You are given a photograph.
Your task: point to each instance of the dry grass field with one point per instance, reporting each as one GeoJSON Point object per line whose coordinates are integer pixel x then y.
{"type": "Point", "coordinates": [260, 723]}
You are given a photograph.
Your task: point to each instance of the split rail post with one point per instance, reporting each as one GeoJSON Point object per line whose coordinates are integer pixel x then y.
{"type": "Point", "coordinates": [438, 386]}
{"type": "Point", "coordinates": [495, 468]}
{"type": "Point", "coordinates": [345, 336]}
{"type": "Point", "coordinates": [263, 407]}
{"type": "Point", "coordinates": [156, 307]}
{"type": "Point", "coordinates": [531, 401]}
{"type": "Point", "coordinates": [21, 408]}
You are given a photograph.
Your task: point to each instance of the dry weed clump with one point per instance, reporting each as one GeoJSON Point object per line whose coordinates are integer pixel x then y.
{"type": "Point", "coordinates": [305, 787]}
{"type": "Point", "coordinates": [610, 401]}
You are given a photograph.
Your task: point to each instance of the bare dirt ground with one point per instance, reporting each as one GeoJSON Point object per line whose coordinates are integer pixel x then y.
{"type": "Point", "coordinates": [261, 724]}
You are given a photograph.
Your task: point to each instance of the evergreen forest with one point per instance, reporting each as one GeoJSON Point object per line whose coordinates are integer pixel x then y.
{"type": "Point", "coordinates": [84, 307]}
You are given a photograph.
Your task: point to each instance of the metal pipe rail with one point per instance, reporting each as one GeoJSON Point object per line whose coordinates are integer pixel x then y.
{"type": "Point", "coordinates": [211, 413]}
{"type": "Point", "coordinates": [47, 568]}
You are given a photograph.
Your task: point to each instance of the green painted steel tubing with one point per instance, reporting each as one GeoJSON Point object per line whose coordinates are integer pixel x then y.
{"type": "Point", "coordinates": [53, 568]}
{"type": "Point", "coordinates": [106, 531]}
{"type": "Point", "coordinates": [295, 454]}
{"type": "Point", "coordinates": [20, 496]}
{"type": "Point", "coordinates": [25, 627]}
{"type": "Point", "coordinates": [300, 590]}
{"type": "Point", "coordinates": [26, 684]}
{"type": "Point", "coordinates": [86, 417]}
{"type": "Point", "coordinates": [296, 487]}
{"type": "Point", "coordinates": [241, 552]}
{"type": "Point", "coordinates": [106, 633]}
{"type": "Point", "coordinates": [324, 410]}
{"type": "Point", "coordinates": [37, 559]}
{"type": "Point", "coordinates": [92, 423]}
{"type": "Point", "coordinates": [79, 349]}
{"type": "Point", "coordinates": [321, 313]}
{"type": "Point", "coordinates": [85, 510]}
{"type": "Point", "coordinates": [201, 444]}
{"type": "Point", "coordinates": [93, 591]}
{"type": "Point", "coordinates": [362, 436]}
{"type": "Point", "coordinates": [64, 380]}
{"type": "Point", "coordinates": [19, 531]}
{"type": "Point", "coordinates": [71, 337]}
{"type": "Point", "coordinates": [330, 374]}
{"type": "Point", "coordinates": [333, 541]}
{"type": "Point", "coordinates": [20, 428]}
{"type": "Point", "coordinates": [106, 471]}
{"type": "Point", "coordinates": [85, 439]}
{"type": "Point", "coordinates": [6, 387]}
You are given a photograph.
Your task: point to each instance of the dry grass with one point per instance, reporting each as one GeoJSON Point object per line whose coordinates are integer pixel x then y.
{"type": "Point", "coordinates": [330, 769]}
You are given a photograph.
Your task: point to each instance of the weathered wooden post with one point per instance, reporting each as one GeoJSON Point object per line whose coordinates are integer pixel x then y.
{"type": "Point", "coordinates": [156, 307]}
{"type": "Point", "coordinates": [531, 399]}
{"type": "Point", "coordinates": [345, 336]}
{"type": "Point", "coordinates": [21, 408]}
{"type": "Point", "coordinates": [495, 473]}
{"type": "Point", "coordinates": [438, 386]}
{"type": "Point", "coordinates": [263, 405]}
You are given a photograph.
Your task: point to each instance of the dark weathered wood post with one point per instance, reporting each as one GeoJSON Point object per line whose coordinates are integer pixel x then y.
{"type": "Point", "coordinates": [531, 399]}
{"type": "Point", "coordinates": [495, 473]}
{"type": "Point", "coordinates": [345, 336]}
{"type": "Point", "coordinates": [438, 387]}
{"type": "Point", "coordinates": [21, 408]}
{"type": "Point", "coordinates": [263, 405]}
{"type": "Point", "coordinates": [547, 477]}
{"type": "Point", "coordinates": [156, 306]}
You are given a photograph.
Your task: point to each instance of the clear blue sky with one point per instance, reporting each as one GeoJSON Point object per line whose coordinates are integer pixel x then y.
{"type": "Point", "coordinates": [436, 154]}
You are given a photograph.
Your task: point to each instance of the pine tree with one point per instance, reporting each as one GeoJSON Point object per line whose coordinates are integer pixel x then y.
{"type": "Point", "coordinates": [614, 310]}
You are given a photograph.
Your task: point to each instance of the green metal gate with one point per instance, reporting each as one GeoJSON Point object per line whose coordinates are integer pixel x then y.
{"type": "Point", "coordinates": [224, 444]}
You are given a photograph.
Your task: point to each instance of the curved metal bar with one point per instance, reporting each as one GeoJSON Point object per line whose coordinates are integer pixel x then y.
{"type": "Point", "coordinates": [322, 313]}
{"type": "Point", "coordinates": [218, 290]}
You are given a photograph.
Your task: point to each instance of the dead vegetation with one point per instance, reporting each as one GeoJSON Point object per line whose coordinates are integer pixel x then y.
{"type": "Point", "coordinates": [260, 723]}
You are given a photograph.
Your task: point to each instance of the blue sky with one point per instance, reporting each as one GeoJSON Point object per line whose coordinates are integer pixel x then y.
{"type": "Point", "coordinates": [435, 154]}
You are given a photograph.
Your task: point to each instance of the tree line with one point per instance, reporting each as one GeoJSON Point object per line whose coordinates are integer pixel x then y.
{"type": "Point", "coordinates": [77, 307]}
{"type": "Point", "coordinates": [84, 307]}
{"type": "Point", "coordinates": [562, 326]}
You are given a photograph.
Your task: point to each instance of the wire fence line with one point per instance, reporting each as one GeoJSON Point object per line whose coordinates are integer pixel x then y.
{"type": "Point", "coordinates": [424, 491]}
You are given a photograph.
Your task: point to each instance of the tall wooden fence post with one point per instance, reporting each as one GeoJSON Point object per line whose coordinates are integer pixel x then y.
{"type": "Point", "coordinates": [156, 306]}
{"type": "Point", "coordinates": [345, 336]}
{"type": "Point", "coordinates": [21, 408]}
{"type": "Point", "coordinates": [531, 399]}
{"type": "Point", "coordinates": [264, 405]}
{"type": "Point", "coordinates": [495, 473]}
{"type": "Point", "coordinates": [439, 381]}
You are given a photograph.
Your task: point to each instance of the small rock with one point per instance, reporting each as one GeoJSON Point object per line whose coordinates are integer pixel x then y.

What is being asked:
Retype all the material above precisely, with no line left out.

Problem solution:
You are given a photograph.
Your task: point to each instance of the dry grass field with one point per instance, reporting each as one GeoJSON Point object per line whose coordinates are integer pixel x then y.
{"type": "Point", "coordinates": [260, 723]}
You are given a photograph.
Your task: point to each instance of the split rail post with one point per instance, reporting each as one GeoJSON Point object per line whose coordinates are integer pixel x then y.
{"type": "Point", "coordinates": [438, 386]}
{"type": "Point", "coordinates": [495, 468]}
{"type": "Point", "coordinates": [345, 336]}
{"type": "Point", "coordinates": [263, 407]}
{"type": "Point", "coordinates": [156, 307]}
{"type": "Point", "coordinates": [531, 401]}
{"type": "Point", "coordinates": [21, 408]}
You are given a photograph.
Your task: point to each instance of the dry weed clump with one point per instance, reporting each as one GeoJSON Point object per line whose coordinates are integer pixel x then y.
{"type": "Point", "coordinates": [305, 787]}
{"type": "Point", "coordinates": [610, 401]}
You are given a photograph.
Your task: point to each instance of the bare dirt ground with one point per instance, reporting each as one GeoJSON Point object per line whose coordinates are integer pixel x then y.
{"type": "Point", "coordinates": [261, 724]}
You are given a photograph.
Your task: point to each instance of the evergreen forest with one point per instance, reporting each as one GeoJSON Point object per line whose coordinates are integer pixel x then y.
{"type": "Point", "coordinates": [84, 307]}
You are given a photograph.
Your task: point to each instance of the metal pipe rail with one point per instance, reporting each as one GeoJSON Point object per line whose coordinates are integer pixel x then y.
{"type": "Point", "coordinates": [211, 413]}
{"type": "Point", "coordinates": [47, 568]}
You are given a photograph.
Your task: point to each instance of the green painted steel tubing with one point per instance, reporting each as one GeoJSON Point object per line whose coordinates are integer pixel x then y.
{"type": "Point", "coordinates": [53, 568]}
{"type": "Point", "coordinates": [106, 531]}
{"type": "Point", "coordinates": [295, 454]}
{"type": "Point", "coordinates": [20, 496]}
{"type": "Point", "coordinates": [25, 627]}
{"type": "Point", "coordinates": [300, 590]}
{"type": "Point", "coordinates": [26, 684]}
{"type": "Point", "coordinates": [86, 417]}
{"type": "Point", "coordinates": [296, 487]}
{"type": "Point", "coordinates": [241, 552]}
{"type": "Point", "coordinates": [106, 633]}
{"type": "Point", "coordinates": [324, 410]}
{"type": "Point", "coordinates": [37, 559]}
{"type": "Point", "coordinates": [92, 423]}
{"type": "Point", "coordinates": [79, 349]}
{"type": "Point", "coordinates": [321, 313]}
{"type": "Point", "coordinates": [85, 510]}
{"type": "Point", "coordinates": [201, 444]}
{"type": "Point", "coordinates": [93, 591]}
{"type": "Point", "coordinates": [362, 436]}
{"type": "Point", "coordinates": [64, 380]}
{"type": "Point", "coordinates": [19, 531]}
{"type": "Point", "coordinates": [71, 337]}
{"type": "Point", "coordinates": [330, 374]}
{"type": "Point", "coordinates": [333, 541]}
{"type": "Point", "coordinates": [20, 428]}
{"type": "Point", "coordinates": [106, 471]}
{"type": "Point", "coordinates": [85, 439]}
{"type": "Point", "coordinates": [6, 387]}
You are given a photograph.
Your task: point to each instance of the dry grass with one point per instance, reporting each as one GeoJSON Point object per line whose coordinates are integer pixel x then y.
{"type": "Point", "coordinates": [330, 769]}
You are given a photograph.
Your task: point to each instance of the weathered wooden post with one point per instance, reporting each as one GeoJSON Point object per line whose coordinates are integer pixel x then y.
{"type": "Point", "coordinates": [156, 307]}
{"type": "Point", "coordinates": [531, 399]}
{"type": "Point", "coordinates": [345, 336]}
{"type": "Point", "coordinates": [21, 408]}
{"type": "Point", "coordinates": [495, 473]}
{"type": "Point", "coordinates": [438, 386]}
{"type": "Point", "coordinates": [263, 405]}
You are given a photograph.
Your task: point to each instance of the dark weathered wood post with one point per instance, reporting each as one GeoJSON Point object per line whose coordinates are integer pixel x then y.
{"type": "Point", "coordinates": [531, 399]}
{"type": "Point", "coordinates": [495, 473]}
{"type": "Point", "coordinates": [345, 336]}
{"type": "Point", "coordinates": [438, 387]}
{"type": "Point", "coordinates": [21, 408]}
{"type": "Point", "coordinates": [263, 405]}
{"type": "Point", "coordinates": [547, 477]}
{"type": "Point", "coordinates": [156, 306]}
You are given a photograph.
Your task: point to each instance of the clear blue sky with one point per instance, reporting each as one GeoJSON Point object per line whose coordinates are integer pixel x then y.
{"type": "Point", "coordinates": [436, 154]}
You are given a photograph.
Your task: point to each instance of the pine tree with one point per instance, reporting each as one GeoJSON Point object per line whose coordinates are integer pixel x then y.
{"type": "Point", "coordinates": [614, 310]}
You are given a photograph.
Your task: point to each instance of the green metal gate with one point per instance, reporting each as one GeoJSON Point object per line whose coordinates are integer pixel x then y.
{"type": "Point", "coordinates": [224, 444]}
You are given a photograph.
Your task: point to each instance of the curved metal bar with one point per instance, reporting each as one GeoJSON Point object per line whose coordinates are integer pixel x then y.
{"type": "Point", "coordinates": [322, 313]}
{"type": "Point", "coordinates": [218, 290]}
You are given a photograph.
Your task: point to each instance of the dead vegetation with one point per instance, reporting each as one GeoJSON Point object per line whose coordinates are integer pixel x then y.
{"type": "Point", "coordinates": [260, 723]}
You are given a photograph.
Your task: point to each instance of the blue sky with one point per instance, reporting each as one GeoJSON Point object per line whose coordinates are integer pixel x then y.
{"type": "Point", "coordinates": [435, 154]}
You are given a photograph.
Your task: point to each instance of the tree line with one point per instance, reporting each as one GeoJSON Point object per line whose coordinates are integer pixel x then y.
{"type": "Point", "coordinates": [77, 307]}
{"type": "Point", "coordinates": [84, 307]}
{"type": "Point", "coordinates": [562, 326]}
You are given a photograph.
Your task: point to each instance of the wire fence line with one point per instance, reporting each as one GeoJSON Point object per line whose coordinates are integer pixel x then y.
{"type": "Point", "coordinates": [424, 491]}
You are given a photograph.
Your task: point to each instance of the tall wooden fence post with one point per instance, reporting each as one GeoJSON Point object per line whose coordinates are integer pixel x then y.
{"type": "Point", "coordinates": [156, 306]}
{"type": "Point", "coordinates": [345, 336]}
{"type": "Point", "coordinates": [21, 408]}
{"type": "Point", "coordinates": [531, 399]}
{"type": "Point", "coordinates": [264, 405]}
{"type": "Point", "coordinates": [495, 473]}
{"type": "Point", "coordinates": [439, 381]}
You are given a photograph.
Your task: point to each instance of the small rock with one point per instance, reporting each as one GeoJSON Point object per line whose coordinates are integer pixel x then y.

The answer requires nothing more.